*SELECTED EXTRACT*:
:::

Post #6441 Commentary: Thoughts on the Ouster of Speaker McCarthy

 Well, when McCarthy, in his struggle to gain the post, agreed to lower the threshold to file the motion to vacate the Speakership to one vote, it was just a matter of time before a GOP malcontent like the Trumpkin piece of work Matt Gaetz exploited it. Let me be clear: McCarthy is not beloved by us libertarians. Like Trump, McCarthy has one core political principle: political ambition. He was the surviving member of the infamous "Young Guns" with Paul Ryan and Eric Cantor, The Young Guns posed their own Tea Party challenge to the mainstream GOP establishment, /focusing on limited government, fiscal conservatism, and entitlement reform. But the Tea Party soon got coopted by the immigration restrictionists, and Cantor found himself primaried in 2014 by Brat, chiefly on the issue. The lesson was not lost on an opportunistic Trump who supersized nativism to his signature issue. Speaker Ryan tried to make his peace with Trump, including long-sought tax reform but he found himself confronted with conference members challenging the "new mainstream"; Trump had no interest in unpopular entitlement reform or fiscal conservativism: the day of reckoning would occur after his Presidency. Trump wanted to increase military spending beyond hard-fought sequesters and was willing to make deals with Schumer and Pelosi to get it. Ryan could read the writing on the wall and retired in 2018, leaving McCarthy as the last Young Gun in GOP leadership. The GOP lost control of the House until the 2022 midterms. McCarthy was the most pragmatic of the 3 Young Guns and made his own peace with Trump, infamously flying down to MAL to kiss Trump's ring after J6. He fought against Trump's impeachments and supported election challenges in the House. But despite that, it took him 15 ballots and some significant concessions to win Speaker.

:::

[Pointing dataset items]
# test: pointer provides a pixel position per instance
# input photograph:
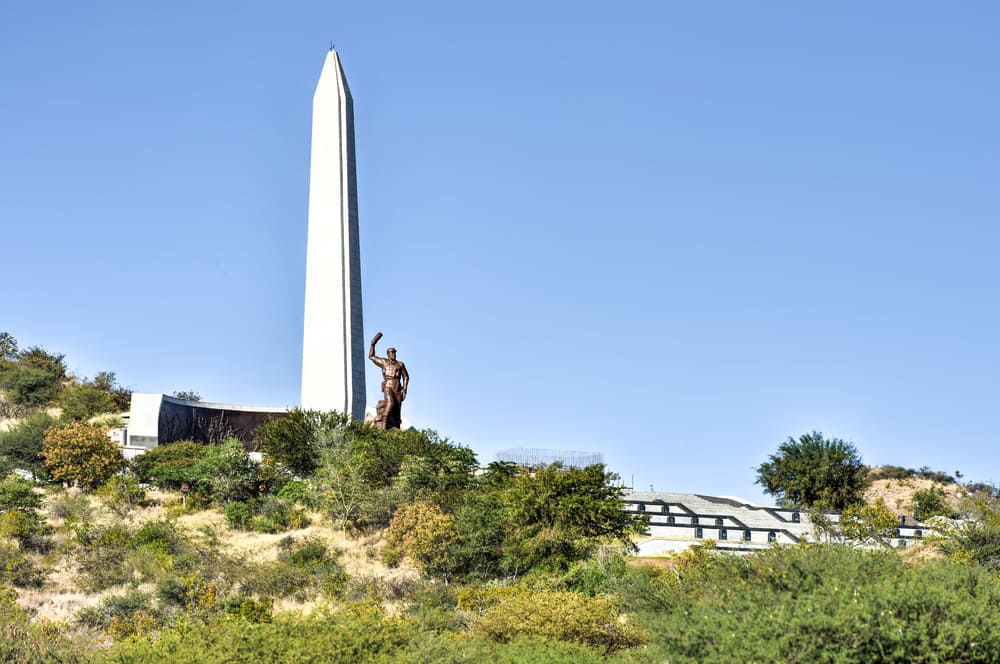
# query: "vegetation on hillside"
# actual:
(352, 544)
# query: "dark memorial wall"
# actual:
(186, 420)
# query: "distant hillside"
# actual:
(897, 492)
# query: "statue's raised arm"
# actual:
(371, 350)
(395, 381)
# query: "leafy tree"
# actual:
(228, 471)
(425, 534)
(19, 517)
(293, 440)
(8, 348)
(558, 615)
(86, 400)
(81, 454)
(32, 377)
(171, 466)
(107, 382)
(560, 515)
(813, 470)
(22, 443)
(868, 524)
(929, 503)
(30, 387)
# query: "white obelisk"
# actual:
(333, 370)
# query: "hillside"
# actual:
(897, 494)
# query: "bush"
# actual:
(84, 401)
(19, 517)
(17, 569)
(291, 439)
(81, 454)
(22, 443)
(825, 603)
(25, 640)
(813, 470)
(227, 473)
(560, 616)
(928, 503)
(122, 607)
(302, 571)
(238, 515)
(171, 466)
(122, 494)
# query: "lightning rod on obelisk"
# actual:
(333, 368)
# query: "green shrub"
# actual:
(302, 571)
(171, 466)
(17, 569)
(122, 494)
(824, 603)
(300, 492)
(83, 401)
(560, 616)
(22, 443)
(19, 516)
(123, 607)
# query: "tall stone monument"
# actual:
(333, 367)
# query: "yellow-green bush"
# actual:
(598, 622)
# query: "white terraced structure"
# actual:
(680, 520)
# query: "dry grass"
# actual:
(898, 494)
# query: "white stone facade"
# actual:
(678, 521)
(333, 353)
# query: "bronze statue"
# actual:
(395, 381)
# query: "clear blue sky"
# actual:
(674, 233)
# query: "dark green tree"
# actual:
(171, 466)
(929, 503)
(8, 348)
(813, 471)
(22, 443)
(293, 440)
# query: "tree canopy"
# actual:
(814, 472)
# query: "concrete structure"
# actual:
(156, 419)
(333, 354)
(678, 521)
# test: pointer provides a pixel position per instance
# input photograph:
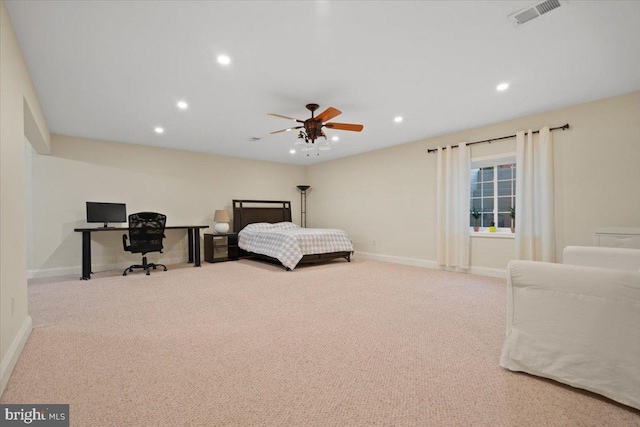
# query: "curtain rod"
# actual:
(433, 150)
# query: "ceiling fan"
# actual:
(313, 126)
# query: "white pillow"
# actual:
(258, 226)
(285, 226)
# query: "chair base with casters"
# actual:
(145, 266)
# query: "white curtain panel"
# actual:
(453, 194)
(535, 210)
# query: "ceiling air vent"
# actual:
(525, 15)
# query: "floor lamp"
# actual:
(303, 204)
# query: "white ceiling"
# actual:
(114, 70)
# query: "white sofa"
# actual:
(578, 322)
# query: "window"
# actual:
(493, 190)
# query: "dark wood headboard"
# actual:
(247, 212)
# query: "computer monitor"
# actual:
(106, 212)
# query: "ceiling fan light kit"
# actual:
(311, 128)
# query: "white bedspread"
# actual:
(288, 242)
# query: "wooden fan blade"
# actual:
(284, 130)
(328, 114)
(283, 117)
(345, 126)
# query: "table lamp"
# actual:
(222, 220)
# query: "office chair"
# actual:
(146, 231)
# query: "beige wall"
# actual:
(386, 199)
(188, 187)
(17, 100)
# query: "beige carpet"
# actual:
(248, 344)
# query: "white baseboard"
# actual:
(77, 270)
(11, 358)
(481, 271)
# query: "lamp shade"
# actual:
(222, 216)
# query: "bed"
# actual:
(265, 232)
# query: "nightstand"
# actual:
(221, 247)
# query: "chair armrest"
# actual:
(593, 256)
(577, 325)
(575, 279)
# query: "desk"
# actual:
(192, 230)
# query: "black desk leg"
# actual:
(196, 247)
(86, 255)
(190, 243)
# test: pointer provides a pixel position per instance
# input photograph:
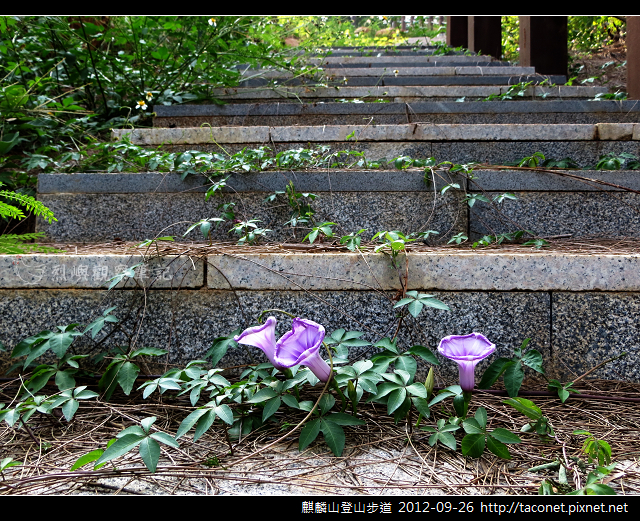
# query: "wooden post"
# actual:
(457, 32)
(485, 35)
(543, 44)
(633, 57)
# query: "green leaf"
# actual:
(70, 408)
(204, 423)
(189, 422)
(505, 436)
(533, 359)
(345, 419)
(134, 429)
(473, 445)
(150, 452)
(472, 426)
(120, 447)
(417, 389)
(513, 377)
(333, 435)
(290, 401)
(271, 407)
(481, 417)
(127, 376)
(65, 380)
(165, 438)
(147, 423)
(263, 395)
(422, 406)
(526, 407)
(396, 397)
(309, 433)
(498, 448)
(600, 489)
(408, 364)
(87, 458)
(326, 403)
(446, 438)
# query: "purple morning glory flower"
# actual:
(301, 345)
(263, 337)
(467, 351)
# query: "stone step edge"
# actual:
(400, 71)
(335, 180)
(391, 91)
(383, 133)
(438, 271)
(420, 107)
(428, 58)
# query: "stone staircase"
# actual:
(578, 303)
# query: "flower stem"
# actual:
(334, 384)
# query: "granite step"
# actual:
(545, 296)
(574, 302)
(95, 207)
(398, 94)
(340, 79)
(470, 112)
(494, 144)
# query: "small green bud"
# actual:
(429, 383)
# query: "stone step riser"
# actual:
(390, 80)
(397, 93)
(186, 322)
(585, 153)
(482, 270)
(401, 71)
(547, 204)
(407, 61)
(419, 132)
(289, 114)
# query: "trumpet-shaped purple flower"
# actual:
(301, 345)
(467, 351)
(263, 337)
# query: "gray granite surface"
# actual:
(104, 217)
(406, 132)
(187, 322)
(582, 214)
(96, 271)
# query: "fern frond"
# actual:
(6, 210)
(30, 203)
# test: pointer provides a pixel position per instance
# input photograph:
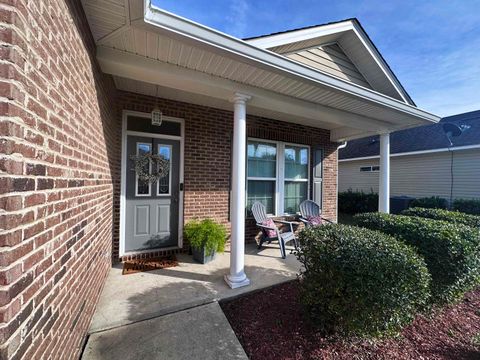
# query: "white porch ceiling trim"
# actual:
(123, 64)
(156, 19)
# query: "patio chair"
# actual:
(270, 231)
(310, 209)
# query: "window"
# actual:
(262, 174)
(277, 175)
(164, 184)
(143, 187)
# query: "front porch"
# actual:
(131, 298)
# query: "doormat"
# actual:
(140, 265)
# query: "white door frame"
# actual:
(123, 184)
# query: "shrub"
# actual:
(449, 216)
(206, 234)
(451, 251)
(433, 202)
(355, 202)
(360, 282)
(469, 206)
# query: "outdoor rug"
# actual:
(135, 266)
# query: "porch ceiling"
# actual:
(148, 47)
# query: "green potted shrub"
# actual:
(206, 238)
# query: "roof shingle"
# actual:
(421, 138)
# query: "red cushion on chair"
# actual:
(314, 220)
(270, 223)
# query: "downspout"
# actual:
(341, 146)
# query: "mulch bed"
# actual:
(140, 265)
(270, 325)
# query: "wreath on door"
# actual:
(160, 167)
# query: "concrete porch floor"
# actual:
(128, 299)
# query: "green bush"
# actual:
(356, 202)
(451, 251)
(449, 216)
(469, 206)
(360, 282)
(433, 202)
(206, 234)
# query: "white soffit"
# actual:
(158, 47)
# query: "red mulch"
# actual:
(270, 325)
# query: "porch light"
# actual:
(156, 115)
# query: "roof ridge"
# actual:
(300, 28)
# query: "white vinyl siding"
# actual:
(418, 175)
(332, 60)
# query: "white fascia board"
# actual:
(271, 41)
(420, 152)
(208, 37)
(123, 64)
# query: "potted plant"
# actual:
(206, 238)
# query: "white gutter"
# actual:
(420, 152)
(160, 18)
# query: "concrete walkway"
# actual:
(129, 298)
(199, 333)
(174, 313)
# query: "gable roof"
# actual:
(422, 138)
(350, 35)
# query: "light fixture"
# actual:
(157, 115)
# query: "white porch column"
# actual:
(237, 277)
(384, 188)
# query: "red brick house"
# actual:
(243, 120)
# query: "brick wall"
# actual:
(208, 134)
(59, 154)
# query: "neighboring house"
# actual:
(243, 120)
(423, 162)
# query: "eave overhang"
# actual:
(275, 83)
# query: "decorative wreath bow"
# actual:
(160, 167)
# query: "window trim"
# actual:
(280, 174)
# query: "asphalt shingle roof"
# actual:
(426, 137)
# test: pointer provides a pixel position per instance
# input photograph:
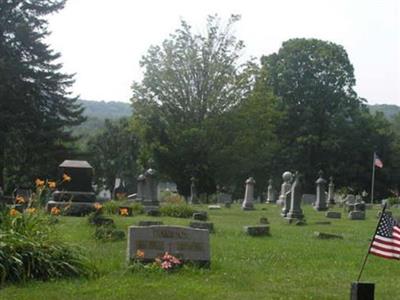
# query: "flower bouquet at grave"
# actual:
(44, 189)
(168, 262)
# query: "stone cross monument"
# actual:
(331, 191)
(284, 198)
(193, 191)
(249, 195)
(270, 193)
(320, 202)
(296, 194)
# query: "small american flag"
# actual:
(386, 242)
(377, 162)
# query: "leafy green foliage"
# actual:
(35, 108)
(114, 153)
(177, 210)
(29, 250)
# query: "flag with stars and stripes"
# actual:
(386, 242)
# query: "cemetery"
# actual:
(218, 174)
(210, 253)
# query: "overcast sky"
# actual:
(102, 41)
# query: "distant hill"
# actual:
(97, 112)
(389, 110)
(106, 110)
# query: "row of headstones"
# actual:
(147, 188)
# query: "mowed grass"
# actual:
(289, 264)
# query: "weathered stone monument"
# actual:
(249, 195)
(151, 197)
(284, 198)
(141, 188)
(331, 191)
(194, 199)
(320, 202)
(295, 212)
(270, 192)
(188, 244)
(76, 193)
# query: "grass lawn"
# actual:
(290, 264)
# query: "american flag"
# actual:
(386, 242)
(377, 162)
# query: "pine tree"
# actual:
(36, 109)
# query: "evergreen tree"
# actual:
(35, 107)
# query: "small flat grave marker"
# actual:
(184, 242)
(333, 215)
(327, 236)
(257, 230)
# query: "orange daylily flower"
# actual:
(123, 212)
(139, 253)
(19, 200)
(39, 183)
(66, 178)
(55, 211)
(52, 184)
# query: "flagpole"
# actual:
(370, 244)
(373, 179)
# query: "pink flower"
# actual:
(166, 265)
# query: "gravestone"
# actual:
(295, 212)
(188, 244)
(200, 216)
(331, 191)
(285, 189)
(257, 230)
(224, 198)
(249, 195)
(150, 223)
(194, 198)
(119, 191)
(357, 215)
(308, 199)
(214, 207)
(270, 193)
(320, 202)
(327, 236)
(151, 197)
(77, 194)
(141, 188)
(202, 225)
(333, 215)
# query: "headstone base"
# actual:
(321, 208)
(327, 236)
(258, 230)
(357, 215)
(202, 225)
(362, 291)
(72, 208)
(333, 215)
(249, 207)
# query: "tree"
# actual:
(113, 154)
(325, 124)
(35, 110)
(189, 81)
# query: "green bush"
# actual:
(393, 201)
(110, 207)
(29, 249)
(137, 208)
(109, 233)
(177, 210)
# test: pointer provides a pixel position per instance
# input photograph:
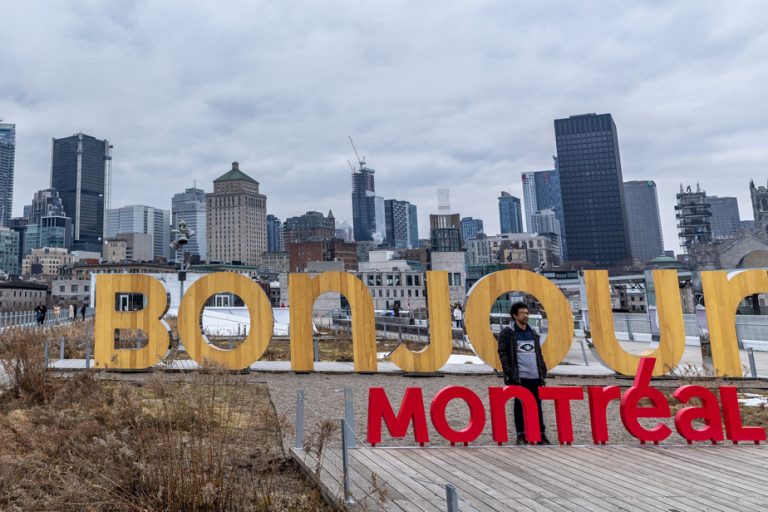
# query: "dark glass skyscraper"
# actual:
(643, 220)
(7, 162)
(510, 214)
(402, 225)
(595, 227)
(367, 208)
(79, 172)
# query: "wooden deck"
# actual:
(551, 478)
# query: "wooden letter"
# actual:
(302, 292)
(148, 320)
(485, 292)
(722, 297)
(259, 309)
(436, 354)
(672, 329)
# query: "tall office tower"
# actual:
(643, 220)
(402, 229)
(275, 234)
(7, 160)
(693, 218)
(510, 214)
(445, 232)
(80, 172)
(189, 206)
(312, 226)
(592, 190)
(142, 219)
(470, 228)
(725, 218)
(45, 203)
(529, 198)
(368, 215)
(9, 251)
(236, 219)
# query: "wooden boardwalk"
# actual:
(551, 478)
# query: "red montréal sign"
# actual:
(411, 412)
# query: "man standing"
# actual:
(523, 364)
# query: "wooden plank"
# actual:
(519, 458)
(683, 478)
(672, 330)
(471, 484)
(259, 309)
(304, 290)
(403, 477)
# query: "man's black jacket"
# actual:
(508, 356)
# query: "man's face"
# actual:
(522, 316)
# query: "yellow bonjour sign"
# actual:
(722, 296)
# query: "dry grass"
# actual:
(211, 443)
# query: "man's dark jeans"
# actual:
(531, 385)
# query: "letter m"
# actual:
(411, 411)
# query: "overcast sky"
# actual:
(448, 94)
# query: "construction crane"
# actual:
(361, 161)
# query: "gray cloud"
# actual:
(462, 95)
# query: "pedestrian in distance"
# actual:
(523, 364)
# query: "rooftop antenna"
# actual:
(361, 161)
(443, 200)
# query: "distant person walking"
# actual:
(523, 364)
(458, 316)
(40, 312)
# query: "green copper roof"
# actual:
(234, 175)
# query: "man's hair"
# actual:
(517, 306)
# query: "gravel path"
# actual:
(324, 399)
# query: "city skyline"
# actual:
(469, 130)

:::

*TASK INSTRUCTIONS*:
1. According to the commentary on Speaker McCarthy's ouster, how many ballots did it take McCarthy to win the Speakership?
2. Continue the commentary on the ouster of Speaker McCarthy from its last sentence.

*THE RESPONSES*:
1. 15 ballots

2.
I do not underestimate the difficulties McCarthy faced in dealing with a Dem-controlled Senate and Dem POTUS holding a veto. I am a pragmatist knowing Dems were unwilling to accept austerity. I thought McCarthy was effective in getting Biden to negotiate after Biden swearing, he wouldn't on a debt limit deal. Make no mistake: it was more a uniparty bargain than a long overdue fiscal reform measure. Still. I thought when McCarthy engineered an improbable last-minute continuing resolution over the government shutdown opposed by his right-wing fringe, I honestly thought the Dems would prefer the pragmatist they knew versus the devil they didn't., i.e., risk the emergence of a more hardline Speaker. All they had to do was abstain enough votes to table or kill the motion. I suspect this was more political payback for things like McCarthy's concession to his fringe flank to initiate a frivolous impeachment investigation of Biden.

Fellow libertarian Justin Amash has no sympathy for the demise of the Young Guns and McCarthy in particular. He was particularly frustrated in his last few terms in Congress to open up legislative processes to members (for amendments and the like).  He didn't like to be constrained to voting on legislation controlled by leadership. I am sympathetic to his point with an overriding principle of decentralization.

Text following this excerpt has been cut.